Your objective: Find the line that contains "Where can the second". Copy it and every line after it to the end of the material below, exactly, with no pictures.

Exercise input:
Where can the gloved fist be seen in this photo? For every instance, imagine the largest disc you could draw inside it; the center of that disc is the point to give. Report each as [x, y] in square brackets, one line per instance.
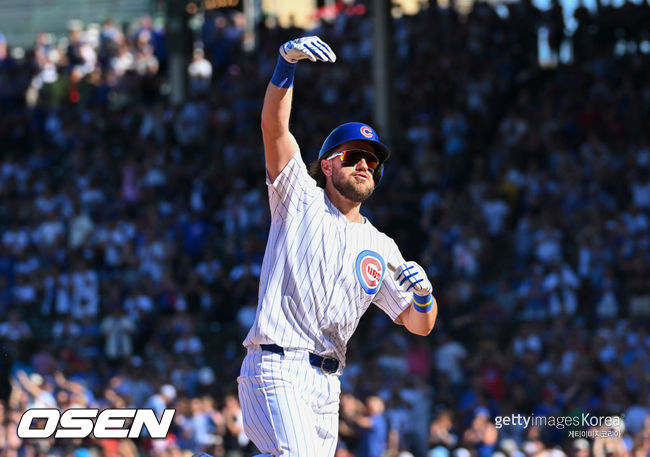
[311, 47]
[411, 278]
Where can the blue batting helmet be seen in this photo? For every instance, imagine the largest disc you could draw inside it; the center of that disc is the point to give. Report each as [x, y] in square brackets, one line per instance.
[356, 131]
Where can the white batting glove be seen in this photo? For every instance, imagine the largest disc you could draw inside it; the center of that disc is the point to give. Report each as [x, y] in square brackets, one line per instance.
[411, 278]
[311, 47]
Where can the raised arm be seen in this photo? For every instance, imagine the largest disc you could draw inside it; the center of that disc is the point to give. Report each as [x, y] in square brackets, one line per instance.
[420, 317]
[279, 143]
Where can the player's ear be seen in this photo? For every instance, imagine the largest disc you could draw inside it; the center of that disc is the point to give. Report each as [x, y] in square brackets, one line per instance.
[326, 166]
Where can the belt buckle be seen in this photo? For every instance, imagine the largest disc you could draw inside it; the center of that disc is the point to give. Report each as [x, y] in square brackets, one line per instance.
[322, 365]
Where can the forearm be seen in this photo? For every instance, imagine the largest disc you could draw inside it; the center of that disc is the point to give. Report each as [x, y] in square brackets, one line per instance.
[279, 145]
[276, 111]
[420, 319]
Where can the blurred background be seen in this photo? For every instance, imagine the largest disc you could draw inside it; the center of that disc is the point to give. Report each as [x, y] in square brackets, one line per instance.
[133, 216]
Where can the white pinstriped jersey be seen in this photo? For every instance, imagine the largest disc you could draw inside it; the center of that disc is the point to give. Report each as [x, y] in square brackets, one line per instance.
[320, 272]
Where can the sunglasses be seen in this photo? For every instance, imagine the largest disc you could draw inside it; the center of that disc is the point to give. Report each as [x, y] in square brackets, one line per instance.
[350, 157]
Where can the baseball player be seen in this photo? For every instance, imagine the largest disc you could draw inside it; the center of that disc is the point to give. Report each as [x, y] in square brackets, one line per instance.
[324, 265]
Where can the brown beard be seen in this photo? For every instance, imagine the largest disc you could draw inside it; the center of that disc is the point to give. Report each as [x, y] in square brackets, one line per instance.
[349, 190]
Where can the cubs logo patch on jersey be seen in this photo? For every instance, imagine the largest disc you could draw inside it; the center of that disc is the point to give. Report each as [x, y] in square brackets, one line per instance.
[370, 268]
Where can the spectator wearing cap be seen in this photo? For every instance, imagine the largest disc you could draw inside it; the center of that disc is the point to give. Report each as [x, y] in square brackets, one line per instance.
[162, 400]
[482, 435]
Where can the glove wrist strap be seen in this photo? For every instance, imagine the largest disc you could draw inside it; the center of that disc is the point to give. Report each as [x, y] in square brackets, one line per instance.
[283, 75]
[423, 304]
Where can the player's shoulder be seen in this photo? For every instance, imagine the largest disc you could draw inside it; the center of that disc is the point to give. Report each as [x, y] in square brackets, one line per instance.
[380, 236]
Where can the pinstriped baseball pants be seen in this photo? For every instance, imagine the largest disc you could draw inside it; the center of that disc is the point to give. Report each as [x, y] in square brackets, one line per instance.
[290, 408]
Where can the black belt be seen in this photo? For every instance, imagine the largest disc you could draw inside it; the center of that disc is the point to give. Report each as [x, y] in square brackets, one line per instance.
[324, 363]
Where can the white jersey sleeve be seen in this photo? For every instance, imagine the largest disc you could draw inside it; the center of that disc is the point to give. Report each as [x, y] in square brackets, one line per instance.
[390, 298]
[292, 190]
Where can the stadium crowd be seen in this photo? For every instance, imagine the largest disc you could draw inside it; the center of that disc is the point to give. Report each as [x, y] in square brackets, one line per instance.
[132, 232]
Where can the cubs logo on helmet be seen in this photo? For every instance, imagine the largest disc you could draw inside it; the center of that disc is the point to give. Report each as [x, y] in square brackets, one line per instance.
[366, 131]
[370, 268]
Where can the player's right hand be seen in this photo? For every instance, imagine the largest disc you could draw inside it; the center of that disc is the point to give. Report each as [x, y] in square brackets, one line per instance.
[311, 47]
[411, 277]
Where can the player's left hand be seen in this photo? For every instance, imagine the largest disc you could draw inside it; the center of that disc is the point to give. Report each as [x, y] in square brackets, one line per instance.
[311, 47]
[411, 278]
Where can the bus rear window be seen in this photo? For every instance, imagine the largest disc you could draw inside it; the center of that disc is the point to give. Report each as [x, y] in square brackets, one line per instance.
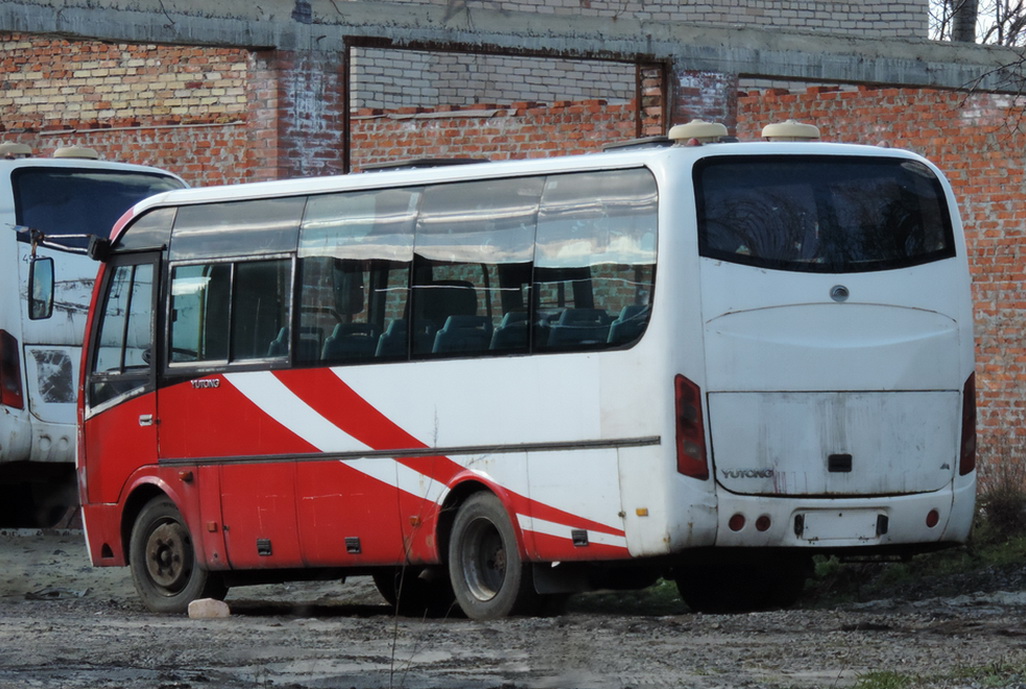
[73, 201]
[821, 214]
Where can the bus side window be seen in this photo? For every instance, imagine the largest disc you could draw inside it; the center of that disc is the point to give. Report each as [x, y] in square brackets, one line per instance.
[261, 298]
[200, 296]
[595, 261]
[355, 255]
[121, 360]
[472, 262]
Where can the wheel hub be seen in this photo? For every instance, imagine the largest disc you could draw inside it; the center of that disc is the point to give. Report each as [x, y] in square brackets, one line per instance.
[167, 558]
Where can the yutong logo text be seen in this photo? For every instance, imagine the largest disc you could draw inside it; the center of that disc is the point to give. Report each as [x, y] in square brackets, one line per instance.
[747, 474]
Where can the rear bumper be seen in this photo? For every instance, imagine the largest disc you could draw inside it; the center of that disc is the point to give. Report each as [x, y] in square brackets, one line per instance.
[868, 524]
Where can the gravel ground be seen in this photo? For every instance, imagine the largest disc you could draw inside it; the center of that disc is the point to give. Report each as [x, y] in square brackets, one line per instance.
[65, 624]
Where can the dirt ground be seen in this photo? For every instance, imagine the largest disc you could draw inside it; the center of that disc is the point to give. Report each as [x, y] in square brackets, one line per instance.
[65, 624]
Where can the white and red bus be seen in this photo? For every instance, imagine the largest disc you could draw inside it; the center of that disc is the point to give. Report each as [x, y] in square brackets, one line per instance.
[48, 209]
[503, 381]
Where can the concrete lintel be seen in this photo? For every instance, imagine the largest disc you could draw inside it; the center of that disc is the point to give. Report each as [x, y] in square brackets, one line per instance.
[324, 25]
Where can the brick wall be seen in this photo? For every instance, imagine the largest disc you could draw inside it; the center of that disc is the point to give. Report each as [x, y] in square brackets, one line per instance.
[409, 78]
[980, 145]
[488, 130]
[862, 17]
[180, 108]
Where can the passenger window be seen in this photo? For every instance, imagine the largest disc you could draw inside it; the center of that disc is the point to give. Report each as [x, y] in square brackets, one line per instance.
[595, 259]
[262, 295]
[200, 298]
[356, 250]
[472, 267]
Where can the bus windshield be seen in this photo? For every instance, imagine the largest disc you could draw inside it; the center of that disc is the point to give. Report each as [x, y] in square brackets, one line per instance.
[821, 214]
[70, 201]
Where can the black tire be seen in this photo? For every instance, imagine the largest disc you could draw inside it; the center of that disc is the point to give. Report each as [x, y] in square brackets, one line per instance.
[734, 588]
[417, 592]
[489, 579]
[162, 560]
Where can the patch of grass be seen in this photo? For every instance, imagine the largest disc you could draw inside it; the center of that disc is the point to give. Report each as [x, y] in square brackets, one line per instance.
[883, 680]
[997, 543]
[994, 675]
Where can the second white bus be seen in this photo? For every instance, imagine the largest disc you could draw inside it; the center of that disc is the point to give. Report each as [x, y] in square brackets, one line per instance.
[49, 207]
[496, 383]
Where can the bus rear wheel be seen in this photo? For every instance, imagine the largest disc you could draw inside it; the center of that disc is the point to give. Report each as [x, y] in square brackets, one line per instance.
[162, 560]
[489, 578]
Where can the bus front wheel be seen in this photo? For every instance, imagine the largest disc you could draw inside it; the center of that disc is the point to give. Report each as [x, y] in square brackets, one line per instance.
[489, 578]
[162, 560]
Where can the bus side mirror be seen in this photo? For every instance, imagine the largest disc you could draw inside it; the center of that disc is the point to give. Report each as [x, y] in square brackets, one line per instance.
[40, 288]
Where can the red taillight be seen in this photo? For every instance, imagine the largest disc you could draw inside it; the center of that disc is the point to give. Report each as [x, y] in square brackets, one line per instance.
[691, 432]
[10, 372]
[967, 457]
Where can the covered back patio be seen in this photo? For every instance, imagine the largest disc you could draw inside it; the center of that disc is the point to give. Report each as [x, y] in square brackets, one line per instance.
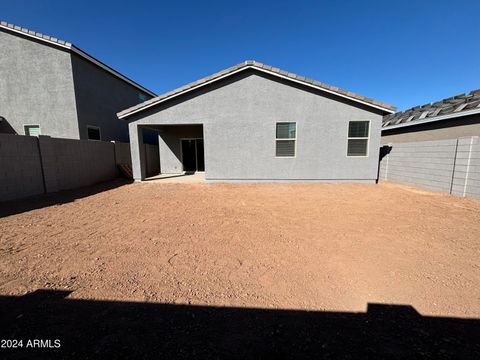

Exercise response:
Where can the second white bus be seen in this photo? For every instance, imagine the largest disc you could draw inside it; the center of that disc is the point to give. Report each as [x, y] in square brackets, one line per instance.
[49, 207]
[496, 383]
Where can the bus rear wheel be seen in this photo? For every instance, imagine the largest disc you could draw inside it; the center of that disc is the point to give. Report each as [x, y] in square brackets, one line per instance.
[162, 560]
[489, 578]
Where can the bus front wheel be seen in this photo? For every instance, imagine the largest disc you could draw inside it; the center of that disc is the point to give. Report each as [x, y] in square brackets, one line per instance.
[489, 578]
[162, 560]
Where can the bus side mirror be seen in this photo? For every instance, imagine the largest disc you could draw inside it; the center of that disc is the point to give. Report each as [x, y] in square brackets, one line per instance.
[40, 288]
Where can the red taillight be seen in this photo? For every instance, imagine the largest disc you could draw inside it; the center of that disc is the point to give. Report each as [x, y] in square brackets, one line per instance.
[691, 432]
[10, 372]
[967, 457]
Where can the covered back patio be seen in this photo? For every instance, imagine the largest disc you could draw inside it; the center of that disc is the point to give. Report each as [x, y] in square brackets, one line per instance.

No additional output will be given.